*Instructions for the task*.
As the answer, give every line of the records that includes the word "trousers".

*Supplied records*.
····················
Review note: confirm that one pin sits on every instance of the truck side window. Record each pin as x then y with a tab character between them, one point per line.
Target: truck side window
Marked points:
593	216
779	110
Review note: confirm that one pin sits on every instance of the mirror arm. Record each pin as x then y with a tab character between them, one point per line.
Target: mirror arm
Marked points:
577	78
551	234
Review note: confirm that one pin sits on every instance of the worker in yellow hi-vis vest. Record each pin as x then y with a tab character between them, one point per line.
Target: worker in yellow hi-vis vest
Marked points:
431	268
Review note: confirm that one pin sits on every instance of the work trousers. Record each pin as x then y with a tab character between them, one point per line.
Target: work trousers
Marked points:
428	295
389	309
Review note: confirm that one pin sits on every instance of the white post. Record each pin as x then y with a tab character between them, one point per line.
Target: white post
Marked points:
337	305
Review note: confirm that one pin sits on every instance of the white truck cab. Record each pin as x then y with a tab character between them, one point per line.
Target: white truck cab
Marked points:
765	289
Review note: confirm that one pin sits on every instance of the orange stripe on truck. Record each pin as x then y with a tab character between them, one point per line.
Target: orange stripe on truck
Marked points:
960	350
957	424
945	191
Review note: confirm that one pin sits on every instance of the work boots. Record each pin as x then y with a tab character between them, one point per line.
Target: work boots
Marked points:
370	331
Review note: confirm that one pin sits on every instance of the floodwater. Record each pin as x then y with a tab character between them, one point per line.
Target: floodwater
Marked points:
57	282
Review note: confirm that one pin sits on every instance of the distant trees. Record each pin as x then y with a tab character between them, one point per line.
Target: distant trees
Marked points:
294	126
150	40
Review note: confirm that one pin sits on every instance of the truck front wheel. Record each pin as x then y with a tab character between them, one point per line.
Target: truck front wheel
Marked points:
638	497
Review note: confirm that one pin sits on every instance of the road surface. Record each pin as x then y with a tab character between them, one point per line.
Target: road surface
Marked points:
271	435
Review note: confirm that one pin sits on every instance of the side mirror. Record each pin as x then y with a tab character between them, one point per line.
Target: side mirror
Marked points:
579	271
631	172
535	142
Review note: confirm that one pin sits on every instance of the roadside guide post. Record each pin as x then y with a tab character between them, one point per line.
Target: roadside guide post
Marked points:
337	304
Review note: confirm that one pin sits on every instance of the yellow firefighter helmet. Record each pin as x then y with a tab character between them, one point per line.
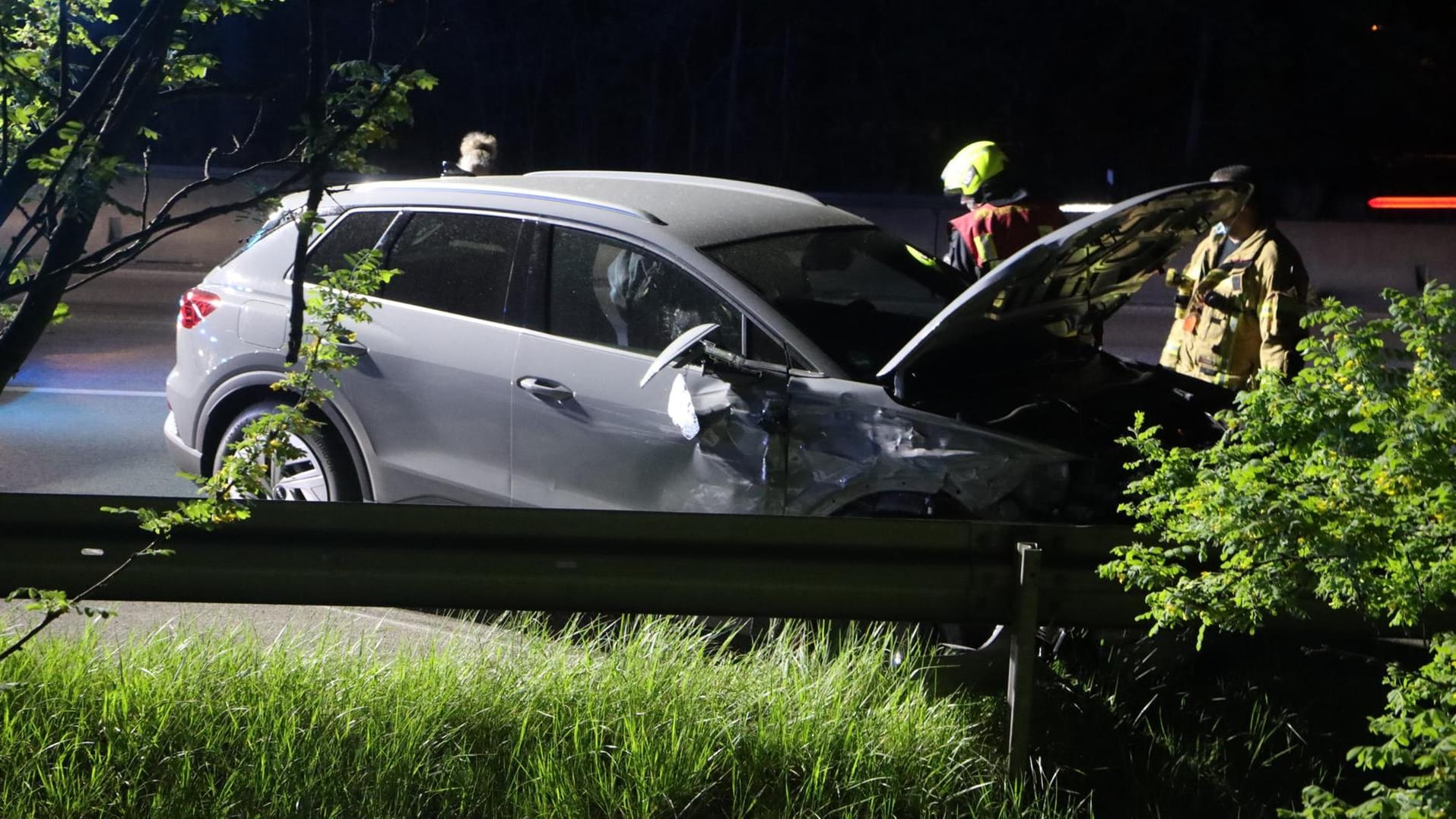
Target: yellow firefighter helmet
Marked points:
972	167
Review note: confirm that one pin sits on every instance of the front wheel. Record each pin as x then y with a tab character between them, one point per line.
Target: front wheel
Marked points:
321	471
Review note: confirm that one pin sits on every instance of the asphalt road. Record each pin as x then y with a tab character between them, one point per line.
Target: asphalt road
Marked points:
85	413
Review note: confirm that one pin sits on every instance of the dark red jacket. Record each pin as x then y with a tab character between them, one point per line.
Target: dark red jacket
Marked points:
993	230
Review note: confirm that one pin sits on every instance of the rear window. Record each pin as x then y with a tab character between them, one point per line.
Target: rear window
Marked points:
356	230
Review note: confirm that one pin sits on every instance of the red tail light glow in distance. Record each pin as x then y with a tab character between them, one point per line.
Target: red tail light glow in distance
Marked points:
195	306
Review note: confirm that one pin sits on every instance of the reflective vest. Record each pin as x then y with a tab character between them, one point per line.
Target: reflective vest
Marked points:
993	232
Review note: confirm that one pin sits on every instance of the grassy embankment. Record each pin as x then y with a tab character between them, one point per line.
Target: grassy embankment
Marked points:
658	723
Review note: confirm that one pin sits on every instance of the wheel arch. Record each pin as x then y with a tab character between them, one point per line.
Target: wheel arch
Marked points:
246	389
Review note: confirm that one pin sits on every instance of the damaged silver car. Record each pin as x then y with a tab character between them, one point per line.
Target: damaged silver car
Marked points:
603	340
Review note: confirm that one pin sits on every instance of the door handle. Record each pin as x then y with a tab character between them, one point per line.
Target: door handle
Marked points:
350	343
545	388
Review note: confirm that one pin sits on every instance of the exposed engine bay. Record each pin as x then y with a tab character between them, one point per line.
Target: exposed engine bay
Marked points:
····················
*Response to this task*.
Review note: confirm that one pin sits on every instance of the work trousers. Record each pin as x then y with a tab character between them, one point per line.
Target: work trousers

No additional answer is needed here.